▶ _Consigne_: Reprenez le texte consacré au petit livre noir intitulé Dead – end dust et prolongez-le à la suite de sa dernière phrase.

▶ _Texte fourni_:

Il y a des jours pour ainsi dire limbiques, se déroulant entre brumes atmosphériques et mélancolie.
Vous êtes allongé sur le canapé, regardant le plafond de façon hagarde. Vous vous observez depuis les nuées, vous trouvez ridicule – il y a bien plus intéressant qu’un moi blessé, qu’un Soi désaccordé, et tant de causes à défendre –, ou au contraire très sage d’arrêter enfin de vous agiter en tous sens.
Vous étendez la main, battez un peu l’air, trouvez un petit livre très noir, comme des poussières condensées en instants de vision.

Vous scrutez la couverture, ne comprenant pas tout. Face à vous, s’expose à n’en pas douter une femme, seins nus, main posée sur l’entrejambe du pantalon, assise sur un lit à l’angle d’une pièce à la lumière filtrée par des stores. Tout est pénombre, mystère, imperceptible. L’entité féminine que vous rêvez maintenant d’approcher porte peut-être une cagoule. Cette absence de visage est la vôtre, une sœur de la nuit, votre félicité, votre bourreau.
Au dos de la couverture, il y a le tronc d’un arbre, puis une fente de montagne. Des nuages recouvrent bientôt l’ensemble du paysage, propices aux amours clandestines, et aux pleurs du fond de l’être.

Dead – end dust est le titre de cet astre noir, qui pourrait être un song rauque de PJ Harvey.

▶ _Données fournies_:
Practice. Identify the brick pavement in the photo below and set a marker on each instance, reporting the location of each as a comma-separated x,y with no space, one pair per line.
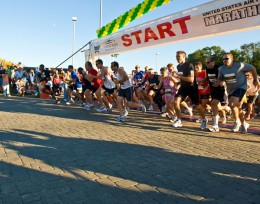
61,154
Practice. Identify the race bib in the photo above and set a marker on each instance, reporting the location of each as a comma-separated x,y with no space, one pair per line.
230,78
168,91
212,78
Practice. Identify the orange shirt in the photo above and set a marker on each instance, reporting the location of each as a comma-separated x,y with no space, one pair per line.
200,76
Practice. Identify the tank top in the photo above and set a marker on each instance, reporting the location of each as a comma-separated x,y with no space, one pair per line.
169,86
108,80
126,84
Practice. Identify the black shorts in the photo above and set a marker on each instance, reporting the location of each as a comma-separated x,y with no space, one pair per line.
239,93
126,93
190,91
91,88
204,96
218,94
84,88
108,91
251,99
48,87
71,87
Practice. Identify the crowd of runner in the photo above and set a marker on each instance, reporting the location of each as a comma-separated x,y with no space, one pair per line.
232,88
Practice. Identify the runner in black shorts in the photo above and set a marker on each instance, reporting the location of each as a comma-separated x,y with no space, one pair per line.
188,88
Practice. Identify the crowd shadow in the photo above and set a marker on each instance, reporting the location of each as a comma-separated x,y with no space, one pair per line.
162,176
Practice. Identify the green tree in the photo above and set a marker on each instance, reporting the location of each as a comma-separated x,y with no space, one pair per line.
202,54
248,53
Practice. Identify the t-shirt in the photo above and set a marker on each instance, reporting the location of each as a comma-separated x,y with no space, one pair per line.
200,76
18,74
73,76
213,76
138,77
154,80
251,90
234,76
186,70
44,75
96,82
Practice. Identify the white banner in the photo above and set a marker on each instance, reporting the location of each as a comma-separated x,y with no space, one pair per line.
214,18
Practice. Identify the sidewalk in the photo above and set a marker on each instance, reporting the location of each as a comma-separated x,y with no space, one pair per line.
64,154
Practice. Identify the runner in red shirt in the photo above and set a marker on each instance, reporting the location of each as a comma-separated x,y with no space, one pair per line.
203,86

▶ _Réponse attendue_:
Son auteure, Aurore Dal Mas, le présente ainsi : « Cet ouvrage a été conçu dans le prolongement des séries Sans Issues et Polvere. C’est une errance à travers un monde parfois attractif, souvent inhospitalier, qui se balance au-dessus du chaos – pré – ou post-apocalyptique, qui sait encore ? »

Faites au Polaroïd entre 2013 et 2017, en Belgique, en France, en Espagne, aux Etats-Unis (Texas, Colorado), les images de Dead – end dust construisent un poème visuel fait de lignes incertaines, de ténèbres abritant une nymphe, plus ou moins vêtue, de touches de lumières résurrectionnelles.
La solitude n’y est pas vue comme une fin en soi, mais comme une nécessité de dépouillement menant au recueillement à l’instant où tout peut basculer : épiphanies, extases, morts temporaires, joies d’unité avec le monde enfin réconcilié.

Des ruines monte une énergie étrange, qui peut être celle d’une Renaissance.
Les êtres humains se déchirent, saccagent la terre-mère, il n’y aura plus de bonne année. Pourtant, il y a les roches, le remous des bords de falaises, des végétaux étiques, quelques habitations soustraites aux regards.
Tout est désert, mais tout est habité.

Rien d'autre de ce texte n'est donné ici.